## Problem statement
Reproduce verbatim the lines in the items below, from the line containing "of the westend61" through the line containing "[[[256,170],[258,212],[428,212],[428,170]]]", both included.

## The records
⁂

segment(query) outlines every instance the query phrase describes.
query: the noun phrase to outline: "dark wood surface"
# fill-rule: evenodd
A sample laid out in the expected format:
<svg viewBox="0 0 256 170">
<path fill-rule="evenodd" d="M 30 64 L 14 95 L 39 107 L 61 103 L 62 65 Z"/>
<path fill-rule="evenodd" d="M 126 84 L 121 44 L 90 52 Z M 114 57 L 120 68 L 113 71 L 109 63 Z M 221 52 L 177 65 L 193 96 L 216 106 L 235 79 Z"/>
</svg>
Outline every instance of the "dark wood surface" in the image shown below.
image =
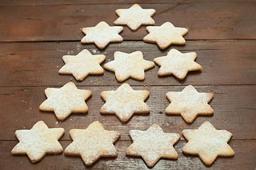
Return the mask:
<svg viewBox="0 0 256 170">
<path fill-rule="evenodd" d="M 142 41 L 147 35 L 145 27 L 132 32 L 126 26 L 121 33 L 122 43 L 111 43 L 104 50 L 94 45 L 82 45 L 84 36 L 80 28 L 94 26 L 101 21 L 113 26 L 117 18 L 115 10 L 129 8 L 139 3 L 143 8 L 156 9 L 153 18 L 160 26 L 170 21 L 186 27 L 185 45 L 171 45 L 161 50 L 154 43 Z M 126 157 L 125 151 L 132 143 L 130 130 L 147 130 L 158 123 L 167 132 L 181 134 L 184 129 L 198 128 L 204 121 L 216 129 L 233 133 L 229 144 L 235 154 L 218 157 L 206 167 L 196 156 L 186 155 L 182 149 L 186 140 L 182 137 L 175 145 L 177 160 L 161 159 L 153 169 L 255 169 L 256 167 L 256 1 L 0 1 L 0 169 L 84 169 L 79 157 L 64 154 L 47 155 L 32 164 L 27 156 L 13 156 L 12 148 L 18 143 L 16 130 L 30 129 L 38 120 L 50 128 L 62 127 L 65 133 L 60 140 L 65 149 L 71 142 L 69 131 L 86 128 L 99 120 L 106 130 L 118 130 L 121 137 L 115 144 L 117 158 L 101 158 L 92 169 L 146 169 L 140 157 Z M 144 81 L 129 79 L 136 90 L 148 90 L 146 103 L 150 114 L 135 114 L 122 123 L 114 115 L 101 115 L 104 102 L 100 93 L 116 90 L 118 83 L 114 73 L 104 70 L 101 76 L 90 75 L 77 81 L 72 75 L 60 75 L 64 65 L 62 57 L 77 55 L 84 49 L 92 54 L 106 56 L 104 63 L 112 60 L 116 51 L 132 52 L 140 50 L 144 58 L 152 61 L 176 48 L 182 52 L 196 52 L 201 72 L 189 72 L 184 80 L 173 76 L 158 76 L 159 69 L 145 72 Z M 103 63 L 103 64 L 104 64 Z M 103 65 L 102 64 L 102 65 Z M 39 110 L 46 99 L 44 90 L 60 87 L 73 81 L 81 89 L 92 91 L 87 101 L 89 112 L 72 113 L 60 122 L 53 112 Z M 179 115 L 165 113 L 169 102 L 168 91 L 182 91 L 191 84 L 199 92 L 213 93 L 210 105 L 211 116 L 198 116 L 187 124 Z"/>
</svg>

⁂

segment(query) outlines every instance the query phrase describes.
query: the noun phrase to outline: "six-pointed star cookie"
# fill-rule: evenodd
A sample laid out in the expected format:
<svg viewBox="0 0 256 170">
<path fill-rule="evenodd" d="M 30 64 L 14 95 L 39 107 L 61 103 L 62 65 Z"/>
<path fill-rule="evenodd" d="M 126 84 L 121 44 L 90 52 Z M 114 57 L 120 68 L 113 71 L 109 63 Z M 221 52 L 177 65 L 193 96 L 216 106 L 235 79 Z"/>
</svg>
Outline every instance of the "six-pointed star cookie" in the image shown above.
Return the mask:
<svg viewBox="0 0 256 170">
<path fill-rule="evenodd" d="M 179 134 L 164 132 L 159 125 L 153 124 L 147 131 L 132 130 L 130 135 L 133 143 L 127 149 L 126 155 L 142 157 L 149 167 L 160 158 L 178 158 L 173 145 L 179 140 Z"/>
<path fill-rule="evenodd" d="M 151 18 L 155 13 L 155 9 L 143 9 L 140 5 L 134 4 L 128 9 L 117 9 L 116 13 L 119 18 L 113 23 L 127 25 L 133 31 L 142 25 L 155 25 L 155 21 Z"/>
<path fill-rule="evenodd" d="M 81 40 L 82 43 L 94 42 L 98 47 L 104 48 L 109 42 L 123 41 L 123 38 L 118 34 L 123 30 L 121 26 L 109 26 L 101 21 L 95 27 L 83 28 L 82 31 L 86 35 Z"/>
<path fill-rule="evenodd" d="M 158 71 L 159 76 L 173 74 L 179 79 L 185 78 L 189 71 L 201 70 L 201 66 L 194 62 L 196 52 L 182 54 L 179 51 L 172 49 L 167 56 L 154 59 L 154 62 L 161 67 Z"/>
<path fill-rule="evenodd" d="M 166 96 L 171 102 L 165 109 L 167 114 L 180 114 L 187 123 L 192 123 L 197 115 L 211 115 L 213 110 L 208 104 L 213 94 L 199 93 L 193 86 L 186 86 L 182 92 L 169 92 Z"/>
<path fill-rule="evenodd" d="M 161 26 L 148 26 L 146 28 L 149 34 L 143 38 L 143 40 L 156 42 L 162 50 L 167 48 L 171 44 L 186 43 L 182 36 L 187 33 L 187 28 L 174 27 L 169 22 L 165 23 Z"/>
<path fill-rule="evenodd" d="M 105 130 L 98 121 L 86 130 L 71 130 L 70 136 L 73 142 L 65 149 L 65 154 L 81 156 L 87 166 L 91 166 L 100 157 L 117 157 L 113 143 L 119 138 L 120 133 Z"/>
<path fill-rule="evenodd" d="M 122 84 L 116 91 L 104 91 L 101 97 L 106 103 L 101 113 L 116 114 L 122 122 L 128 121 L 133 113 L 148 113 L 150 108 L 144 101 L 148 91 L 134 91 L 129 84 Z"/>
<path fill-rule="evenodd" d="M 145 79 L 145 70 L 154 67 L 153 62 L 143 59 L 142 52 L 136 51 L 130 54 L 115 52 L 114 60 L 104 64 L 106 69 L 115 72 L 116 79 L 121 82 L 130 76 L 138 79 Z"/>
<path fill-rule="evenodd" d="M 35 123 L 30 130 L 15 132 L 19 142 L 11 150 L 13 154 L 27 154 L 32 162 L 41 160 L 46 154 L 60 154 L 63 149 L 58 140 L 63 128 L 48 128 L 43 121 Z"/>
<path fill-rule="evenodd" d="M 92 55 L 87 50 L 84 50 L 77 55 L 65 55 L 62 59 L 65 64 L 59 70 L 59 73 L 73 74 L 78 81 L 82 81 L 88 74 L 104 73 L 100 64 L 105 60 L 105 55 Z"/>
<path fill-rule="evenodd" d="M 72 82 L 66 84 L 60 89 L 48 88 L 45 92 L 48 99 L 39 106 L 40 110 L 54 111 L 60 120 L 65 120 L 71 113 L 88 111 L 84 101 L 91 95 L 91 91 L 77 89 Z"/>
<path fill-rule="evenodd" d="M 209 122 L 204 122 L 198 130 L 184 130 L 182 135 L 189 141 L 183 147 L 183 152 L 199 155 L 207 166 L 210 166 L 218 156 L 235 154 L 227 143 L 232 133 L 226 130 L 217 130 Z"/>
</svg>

⁂

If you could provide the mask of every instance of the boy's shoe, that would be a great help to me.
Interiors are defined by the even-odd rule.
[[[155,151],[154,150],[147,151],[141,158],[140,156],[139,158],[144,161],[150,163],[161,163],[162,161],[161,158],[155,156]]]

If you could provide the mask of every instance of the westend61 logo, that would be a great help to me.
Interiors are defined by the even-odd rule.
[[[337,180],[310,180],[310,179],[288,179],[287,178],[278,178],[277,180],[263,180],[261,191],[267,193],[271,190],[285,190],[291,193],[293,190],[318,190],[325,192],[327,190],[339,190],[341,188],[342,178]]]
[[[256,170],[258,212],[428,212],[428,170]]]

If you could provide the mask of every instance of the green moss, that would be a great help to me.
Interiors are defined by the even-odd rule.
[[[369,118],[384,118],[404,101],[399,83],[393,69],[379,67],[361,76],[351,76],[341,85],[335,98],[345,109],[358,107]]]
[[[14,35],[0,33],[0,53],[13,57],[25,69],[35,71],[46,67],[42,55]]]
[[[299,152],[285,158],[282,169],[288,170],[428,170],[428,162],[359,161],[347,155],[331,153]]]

⁂

## Full response
If you could provide the mask of every instance of the westend61 logo, that would be a great help to me.
Interiors are defined by the even-odd rule.
[[[337,180],[310,180],[310,179],[288,179],[287,178],[278,178],[277,180],[263,180],[261,191],[267,193],[271,190],[285,190],[291,193],[293,190],[318,190],[325,192],[327,190],[339,190],[341,188],[342,178]]]
[[[256,170],[258,212],[428,212],[428,170]]]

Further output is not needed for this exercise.